* **Exercise**
Pick out each line in the material below that contains the word "field", and copy those lines.

::: Records to use

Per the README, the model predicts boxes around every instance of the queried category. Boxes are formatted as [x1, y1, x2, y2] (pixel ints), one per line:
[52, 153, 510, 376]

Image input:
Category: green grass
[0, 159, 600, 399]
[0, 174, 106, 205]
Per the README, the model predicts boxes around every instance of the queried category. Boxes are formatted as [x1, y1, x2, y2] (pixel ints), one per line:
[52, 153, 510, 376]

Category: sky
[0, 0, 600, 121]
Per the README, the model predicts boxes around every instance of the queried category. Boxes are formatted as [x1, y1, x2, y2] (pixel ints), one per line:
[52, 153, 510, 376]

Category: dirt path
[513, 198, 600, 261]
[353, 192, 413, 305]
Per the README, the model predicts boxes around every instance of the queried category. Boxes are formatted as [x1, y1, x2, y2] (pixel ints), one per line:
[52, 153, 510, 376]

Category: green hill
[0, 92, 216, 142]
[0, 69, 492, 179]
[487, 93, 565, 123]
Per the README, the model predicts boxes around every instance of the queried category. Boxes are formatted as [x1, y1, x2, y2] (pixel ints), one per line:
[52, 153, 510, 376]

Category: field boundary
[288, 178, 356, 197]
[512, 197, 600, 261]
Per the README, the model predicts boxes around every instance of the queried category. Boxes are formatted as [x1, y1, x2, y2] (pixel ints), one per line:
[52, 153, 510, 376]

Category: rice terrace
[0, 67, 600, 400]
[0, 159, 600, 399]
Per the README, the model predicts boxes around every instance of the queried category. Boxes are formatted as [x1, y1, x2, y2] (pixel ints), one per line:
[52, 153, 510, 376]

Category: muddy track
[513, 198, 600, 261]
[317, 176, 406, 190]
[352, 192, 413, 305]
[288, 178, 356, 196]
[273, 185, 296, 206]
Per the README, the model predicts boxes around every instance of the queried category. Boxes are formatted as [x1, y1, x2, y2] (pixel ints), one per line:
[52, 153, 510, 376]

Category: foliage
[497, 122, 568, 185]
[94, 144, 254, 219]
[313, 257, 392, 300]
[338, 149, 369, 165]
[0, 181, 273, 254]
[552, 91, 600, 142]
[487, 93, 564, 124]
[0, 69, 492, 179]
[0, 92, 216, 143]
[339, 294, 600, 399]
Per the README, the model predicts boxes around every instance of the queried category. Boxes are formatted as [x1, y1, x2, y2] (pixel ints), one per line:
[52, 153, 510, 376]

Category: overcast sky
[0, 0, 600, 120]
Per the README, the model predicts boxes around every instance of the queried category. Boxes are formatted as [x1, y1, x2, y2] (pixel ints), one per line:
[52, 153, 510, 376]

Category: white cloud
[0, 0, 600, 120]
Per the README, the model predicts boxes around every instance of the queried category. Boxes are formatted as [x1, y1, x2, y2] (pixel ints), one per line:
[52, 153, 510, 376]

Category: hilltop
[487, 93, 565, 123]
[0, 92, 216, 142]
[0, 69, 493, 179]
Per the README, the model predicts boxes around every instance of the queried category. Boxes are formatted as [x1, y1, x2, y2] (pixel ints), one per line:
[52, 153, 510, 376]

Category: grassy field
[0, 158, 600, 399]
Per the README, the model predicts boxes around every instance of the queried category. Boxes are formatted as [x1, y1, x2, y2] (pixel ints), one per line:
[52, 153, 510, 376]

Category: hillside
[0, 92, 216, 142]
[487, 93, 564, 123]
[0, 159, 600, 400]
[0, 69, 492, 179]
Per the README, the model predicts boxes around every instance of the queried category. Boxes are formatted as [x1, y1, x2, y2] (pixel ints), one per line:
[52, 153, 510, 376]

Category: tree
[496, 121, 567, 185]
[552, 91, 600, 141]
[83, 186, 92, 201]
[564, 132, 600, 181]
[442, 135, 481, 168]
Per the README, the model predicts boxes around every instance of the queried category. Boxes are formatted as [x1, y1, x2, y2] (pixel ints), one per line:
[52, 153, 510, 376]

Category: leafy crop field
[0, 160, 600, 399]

::::::
::: Records to use

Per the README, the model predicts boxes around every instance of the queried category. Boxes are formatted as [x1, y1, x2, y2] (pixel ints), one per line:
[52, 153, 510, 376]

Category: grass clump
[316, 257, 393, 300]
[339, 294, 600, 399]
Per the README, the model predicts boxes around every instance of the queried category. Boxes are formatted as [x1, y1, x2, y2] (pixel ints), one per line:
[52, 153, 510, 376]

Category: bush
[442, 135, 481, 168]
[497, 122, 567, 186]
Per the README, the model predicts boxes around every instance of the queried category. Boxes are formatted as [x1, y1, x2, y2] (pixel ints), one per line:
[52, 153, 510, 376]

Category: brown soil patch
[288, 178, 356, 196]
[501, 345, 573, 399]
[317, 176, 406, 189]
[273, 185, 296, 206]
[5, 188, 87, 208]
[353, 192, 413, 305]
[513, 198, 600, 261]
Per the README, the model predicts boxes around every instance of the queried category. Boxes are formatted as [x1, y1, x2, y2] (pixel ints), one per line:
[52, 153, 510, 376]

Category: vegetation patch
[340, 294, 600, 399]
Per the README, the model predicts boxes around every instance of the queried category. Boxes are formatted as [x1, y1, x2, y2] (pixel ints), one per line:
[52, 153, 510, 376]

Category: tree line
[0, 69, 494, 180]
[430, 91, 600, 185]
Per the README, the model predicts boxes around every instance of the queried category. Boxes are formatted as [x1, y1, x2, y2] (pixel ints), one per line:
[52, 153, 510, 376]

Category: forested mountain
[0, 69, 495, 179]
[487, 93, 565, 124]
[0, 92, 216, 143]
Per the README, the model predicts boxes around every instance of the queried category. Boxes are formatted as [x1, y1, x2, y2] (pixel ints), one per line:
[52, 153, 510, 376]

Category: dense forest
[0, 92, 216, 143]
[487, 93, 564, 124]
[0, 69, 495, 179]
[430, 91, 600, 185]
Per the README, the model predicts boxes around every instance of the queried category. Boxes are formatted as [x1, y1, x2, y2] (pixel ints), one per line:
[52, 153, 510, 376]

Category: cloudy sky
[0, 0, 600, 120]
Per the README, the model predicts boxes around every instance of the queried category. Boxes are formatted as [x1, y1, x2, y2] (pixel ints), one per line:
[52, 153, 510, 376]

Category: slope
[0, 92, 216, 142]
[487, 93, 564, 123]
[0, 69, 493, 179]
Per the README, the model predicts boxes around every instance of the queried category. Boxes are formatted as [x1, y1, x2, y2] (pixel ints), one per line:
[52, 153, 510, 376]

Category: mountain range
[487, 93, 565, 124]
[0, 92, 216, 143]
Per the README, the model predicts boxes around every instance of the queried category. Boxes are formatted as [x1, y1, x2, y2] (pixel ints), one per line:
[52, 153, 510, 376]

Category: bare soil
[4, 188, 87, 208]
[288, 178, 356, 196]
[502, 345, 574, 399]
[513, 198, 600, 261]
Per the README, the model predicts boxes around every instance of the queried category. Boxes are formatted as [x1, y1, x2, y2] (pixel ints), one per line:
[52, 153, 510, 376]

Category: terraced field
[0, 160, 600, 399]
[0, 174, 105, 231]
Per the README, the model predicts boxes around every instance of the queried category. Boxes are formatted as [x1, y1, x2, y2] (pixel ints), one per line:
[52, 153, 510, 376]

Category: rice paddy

::::::

* **Exercise output**
Category: field boundary
Category: grassy field
Category: leafy crop field
Category: terraced field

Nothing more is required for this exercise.